**Stated task:** Beginning at the line containing "Target = green hedge", output every line to the end of the data below exactly as it appears.

**Records for this task:**
══════════════════════════════

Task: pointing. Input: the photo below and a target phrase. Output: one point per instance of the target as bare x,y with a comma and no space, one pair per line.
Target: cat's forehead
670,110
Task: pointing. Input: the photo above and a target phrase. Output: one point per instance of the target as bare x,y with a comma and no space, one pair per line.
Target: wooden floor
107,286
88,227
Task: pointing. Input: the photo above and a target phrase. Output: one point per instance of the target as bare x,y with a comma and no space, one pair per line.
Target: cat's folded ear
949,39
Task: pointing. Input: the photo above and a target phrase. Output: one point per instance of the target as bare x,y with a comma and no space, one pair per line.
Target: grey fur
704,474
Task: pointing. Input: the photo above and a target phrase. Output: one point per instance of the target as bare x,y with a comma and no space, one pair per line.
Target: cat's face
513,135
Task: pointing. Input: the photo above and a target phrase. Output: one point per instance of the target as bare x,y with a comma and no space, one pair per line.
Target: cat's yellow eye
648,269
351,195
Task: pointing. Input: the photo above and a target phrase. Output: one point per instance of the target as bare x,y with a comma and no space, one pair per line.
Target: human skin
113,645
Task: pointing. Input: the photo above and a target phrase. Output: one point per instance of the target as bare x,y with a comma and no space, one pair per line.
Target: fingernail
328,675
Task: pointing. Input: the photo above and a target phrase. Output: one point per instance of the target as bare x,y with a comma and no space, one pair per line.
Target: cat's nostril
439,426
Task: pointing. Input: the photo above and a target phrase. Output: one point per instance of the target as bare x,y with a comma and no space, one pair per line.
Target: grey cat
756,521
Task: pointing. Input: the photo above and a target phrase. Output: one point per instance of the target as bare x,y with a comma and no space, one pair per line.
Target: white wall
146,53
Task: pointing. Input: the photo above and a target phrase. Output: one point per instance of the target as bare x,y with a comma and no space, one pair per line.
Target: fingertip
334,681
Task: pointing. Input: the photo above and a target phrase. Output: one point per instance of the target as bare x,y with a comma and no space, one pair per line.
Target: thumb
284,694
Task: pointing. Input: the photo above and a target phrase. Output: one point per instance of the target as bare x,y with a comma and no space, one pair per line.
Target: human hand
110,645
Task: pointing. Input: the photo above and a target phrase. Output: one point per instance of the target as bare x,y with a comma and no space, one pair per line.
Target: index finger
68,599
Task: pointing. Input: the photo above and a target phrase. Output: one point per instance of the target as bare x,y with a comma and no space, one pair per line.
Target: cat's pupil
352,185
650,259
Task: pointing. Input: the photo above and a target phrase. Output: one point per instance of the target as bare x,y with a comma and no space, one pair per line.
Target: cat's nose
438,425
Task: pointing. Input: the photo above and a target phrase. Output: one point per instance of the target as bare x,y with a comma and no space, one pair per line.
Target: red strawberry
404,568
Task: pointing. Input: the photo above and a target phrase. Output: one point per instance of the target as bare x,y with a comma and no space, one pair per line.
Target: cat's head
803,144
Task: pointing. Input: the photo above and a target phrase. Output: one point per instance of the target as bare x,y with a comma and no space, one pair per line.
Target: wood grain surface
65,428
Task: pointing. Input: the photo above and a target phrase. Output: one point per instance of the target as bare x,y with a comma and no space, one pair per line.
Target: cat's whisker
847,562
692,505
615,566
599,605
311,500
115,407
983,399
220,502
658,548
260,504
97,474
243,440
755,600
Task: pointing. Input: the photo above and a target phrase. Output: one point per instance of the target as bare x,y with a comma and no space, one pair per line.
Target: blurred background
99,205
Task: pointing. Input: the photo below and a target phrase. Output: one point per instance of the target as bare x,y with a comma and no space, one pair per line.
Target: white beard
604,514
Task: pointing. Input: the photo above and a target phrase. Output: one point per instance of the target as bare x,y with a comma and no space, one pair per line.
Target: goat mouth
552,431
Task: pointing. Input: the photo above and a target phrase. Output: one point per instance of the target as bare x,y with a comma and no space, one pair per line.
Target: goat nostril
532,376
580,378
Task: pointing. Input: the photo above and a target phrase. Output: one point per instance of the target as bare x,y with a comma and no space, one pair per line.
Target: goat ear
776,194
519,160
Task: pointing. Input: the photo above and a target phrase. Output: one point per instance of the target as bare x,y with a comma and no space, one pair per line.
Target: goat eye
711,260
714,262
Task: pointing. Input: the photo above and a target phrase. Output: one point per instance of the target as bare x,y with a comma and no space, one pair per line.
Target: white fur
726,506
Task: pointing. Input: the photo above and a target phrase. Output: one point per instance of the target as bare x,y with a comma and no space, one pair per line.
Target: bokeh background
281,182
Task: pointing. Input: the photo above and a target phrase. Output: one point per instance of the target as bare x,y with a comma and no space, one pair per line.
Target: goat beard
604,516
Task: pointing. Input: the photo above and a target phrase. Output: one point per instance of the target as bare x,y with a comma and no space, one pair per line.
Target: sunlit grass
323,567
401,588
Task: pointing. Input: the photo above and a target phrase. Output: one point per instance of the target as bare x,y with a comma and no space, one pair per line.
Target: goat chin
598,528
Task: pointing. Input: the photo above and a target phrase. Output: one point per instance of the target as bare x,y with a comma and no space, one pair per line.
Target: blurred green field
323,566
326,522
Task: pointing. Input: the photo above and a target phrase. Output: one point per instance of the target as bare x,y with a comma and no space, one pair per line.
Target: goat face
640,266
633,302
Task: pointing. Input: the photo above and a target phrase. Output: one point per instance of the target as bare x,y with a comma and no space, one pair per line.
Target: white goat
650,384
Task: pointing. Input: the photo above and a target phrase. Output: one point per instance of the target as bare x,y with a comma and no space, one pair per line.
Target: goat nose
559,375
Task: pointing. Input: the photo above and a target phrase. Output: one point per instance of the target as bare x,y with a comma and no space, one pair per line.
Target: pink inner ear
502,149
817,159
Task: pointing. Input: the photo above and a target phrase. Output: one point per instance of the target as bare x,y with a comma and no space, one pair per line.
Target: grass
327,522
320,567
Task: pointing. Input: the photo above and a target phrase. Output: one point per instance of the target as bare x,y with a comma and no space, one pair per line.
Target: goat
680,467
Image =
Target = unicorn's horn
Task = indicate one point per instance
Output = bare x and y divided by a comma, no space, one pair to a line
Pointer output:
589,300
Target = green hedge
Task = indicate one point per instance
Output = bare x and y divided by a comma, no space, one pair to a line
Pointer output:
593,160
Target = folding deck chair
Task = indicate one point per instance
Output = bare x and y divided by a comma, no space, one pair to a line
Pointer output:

══════════════════════════════

**Answer to this problem:**
Target = green hedge
Task = indicate one point per instance
Output = bare x and y divided by a comma, no space, one pair to a line
Pointer output:
593,160
Target = folding deck chair
Task = indicate one point per instance
Output = bare x and y divided by a comma, no space, one pair to a line
Pointer output:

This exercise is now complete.